Data rows =

__________________________________________________

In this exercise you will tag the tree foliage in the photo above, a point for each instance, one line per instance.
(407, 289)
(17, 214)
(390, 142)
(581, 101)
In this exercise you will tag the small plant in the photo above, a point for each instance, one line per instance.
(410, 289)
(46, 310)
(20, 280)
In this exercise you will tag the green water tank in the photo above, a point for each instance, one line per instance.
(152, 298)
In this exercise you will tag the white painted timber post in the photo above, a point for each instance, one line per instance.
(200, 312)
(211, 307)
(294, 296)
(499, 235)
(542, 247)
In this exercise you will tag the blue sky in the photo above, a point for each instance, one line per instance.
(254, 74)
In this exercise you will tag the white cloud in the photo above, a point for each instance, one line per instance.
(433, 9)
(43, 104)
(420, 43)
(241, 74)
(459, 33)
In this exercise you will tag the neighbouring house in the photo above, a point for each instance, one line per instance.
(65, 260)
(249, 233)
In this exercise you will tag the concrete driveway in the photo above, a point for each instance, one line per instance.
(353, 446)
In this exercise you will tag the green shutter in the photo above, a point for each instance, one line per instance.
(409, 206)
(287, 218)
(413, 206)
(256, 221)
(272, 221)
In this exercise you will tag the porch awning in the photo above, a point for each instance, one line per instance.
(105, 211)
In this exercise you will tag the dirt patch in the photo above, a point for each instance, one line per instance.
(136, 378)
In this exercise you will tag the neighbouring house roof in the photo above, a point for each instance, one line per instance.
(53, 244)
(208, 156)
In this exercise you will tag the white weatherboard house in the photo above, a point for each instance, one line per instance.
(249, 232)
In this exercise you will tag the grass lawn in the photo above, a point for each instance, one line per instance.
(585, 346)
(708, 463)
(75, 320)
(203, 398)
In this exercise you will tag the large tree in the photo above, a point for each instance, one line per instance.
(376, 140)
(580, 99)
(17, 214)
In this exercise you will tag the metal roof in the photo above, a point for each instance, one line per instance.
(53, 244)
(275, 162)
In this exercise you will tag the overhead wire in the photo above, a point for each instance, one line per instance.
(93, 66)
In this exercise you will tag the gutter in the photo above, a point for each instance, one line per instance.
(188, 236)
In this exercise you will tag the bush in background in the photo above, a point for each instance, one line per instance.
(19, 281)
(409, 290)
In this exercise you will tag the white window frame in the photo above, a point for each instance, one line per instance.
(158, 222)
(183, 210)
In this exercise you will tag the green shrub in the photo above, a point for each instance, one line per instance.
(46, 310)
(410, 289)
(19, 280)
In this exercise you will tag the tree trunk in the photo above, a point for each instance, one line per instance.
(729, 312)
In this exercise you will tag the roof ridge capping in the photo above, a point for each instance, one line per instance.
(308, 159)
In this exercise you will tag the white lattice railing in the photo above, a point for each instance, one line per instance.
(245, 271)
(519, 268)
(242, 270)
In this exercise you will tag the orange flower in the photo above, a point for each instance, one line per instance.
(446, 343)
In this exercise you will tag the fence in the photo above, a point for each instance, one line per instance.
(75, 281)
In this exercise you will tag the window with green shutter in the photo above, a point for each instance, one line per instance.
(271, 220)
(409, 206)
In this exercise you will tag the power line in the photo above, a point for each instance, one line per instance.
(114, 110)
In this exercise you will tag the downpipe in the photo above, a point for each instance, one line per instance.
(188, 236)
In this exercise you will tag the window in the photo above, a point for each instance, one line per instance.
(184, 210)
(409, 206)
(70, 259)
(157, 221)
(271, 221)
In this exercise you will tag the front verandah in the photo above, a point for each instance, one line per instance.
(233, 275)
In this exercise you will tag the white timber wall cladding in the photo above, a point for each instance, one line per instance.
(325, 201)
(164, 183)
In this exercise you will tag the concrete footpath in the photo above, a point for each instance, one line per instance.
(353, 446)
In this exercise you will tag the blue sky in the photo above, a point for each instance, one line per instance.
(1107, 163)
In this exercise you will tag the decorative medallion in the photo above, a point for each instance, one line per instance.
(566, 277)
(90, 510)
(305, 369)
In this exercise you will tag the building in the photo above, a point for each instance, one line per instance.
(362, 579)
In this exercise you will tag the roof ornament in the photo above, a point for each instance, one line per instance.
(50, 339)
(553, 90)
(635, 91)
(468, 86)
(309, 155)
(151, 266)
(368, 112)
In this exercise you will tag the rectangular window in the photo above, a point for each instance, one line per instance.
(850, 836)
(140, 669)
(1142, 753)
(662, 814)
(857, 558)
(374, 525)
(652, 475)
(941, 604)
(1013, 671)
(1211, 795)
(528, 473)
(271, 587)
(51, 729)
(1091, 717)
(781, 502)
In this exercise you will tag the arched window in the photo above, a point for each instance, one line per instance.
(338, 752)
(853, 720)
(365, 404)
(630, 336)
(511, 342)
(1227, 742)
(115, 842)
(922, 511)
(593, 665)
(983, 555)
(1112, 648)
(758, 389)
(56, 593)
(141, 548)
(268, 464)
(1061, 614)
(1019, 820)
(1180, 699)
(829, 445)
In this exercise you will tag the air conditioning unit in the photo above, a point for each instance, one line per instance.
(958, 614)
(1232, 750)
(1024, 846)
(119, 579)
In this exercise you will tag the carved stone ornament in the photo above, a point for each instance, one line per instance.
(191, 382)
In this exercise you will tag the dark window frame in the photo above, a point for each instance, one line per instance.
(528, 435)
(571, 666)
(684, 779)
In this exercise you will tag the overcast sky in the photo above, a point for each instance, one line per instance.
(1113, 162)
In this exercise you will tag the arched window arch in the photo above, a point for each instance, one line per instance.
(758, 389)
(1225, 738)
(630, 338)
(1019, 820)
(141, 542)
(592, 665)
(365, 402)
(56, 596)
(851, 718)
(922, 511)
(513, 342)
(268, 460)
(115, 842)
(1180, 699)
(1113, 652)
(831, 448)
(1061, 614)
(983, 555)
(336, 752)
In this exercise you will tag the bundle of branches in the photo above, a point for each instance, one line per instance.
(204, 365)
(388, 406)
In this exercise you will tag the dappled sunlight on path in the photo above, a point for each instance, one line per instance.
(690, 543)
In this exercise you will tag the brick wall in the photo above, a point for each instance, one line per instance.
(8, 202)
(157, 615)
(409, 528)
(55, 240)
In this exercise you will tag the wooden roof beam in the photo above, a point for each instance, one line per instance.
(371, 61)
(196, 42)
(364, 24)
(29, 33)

__________________________________________________

Problem details =
Please write out everything from the line containing "In this exercise you will tag the bundle" down to the end of the listing again, with the requests included, but multiply every coordinate in the answer points by 2.35 and round each result to a whole number, rounding halves up.

Response =
In this exercise you will tag the bundle of branches in the photo above, a point for each instance, one line per instance.
(479, 858)
(912, 954)
In this exercise you will tag the dappled sunlight on path in the photo above, a point for each instance, one line per instance.
(1622, 1276)
In this exercise you will tag the brick wall in the photo above, a point for each instance, one line per instance.
(19, 475)
(369, 1445)
(961, 1241)
(129, 564)
In this exercise you will tag the wooden roof beam in the photo above, a point for each instance, one line per instance.
(872, 143)
(461, 99)
(855, 56)
(68, 78)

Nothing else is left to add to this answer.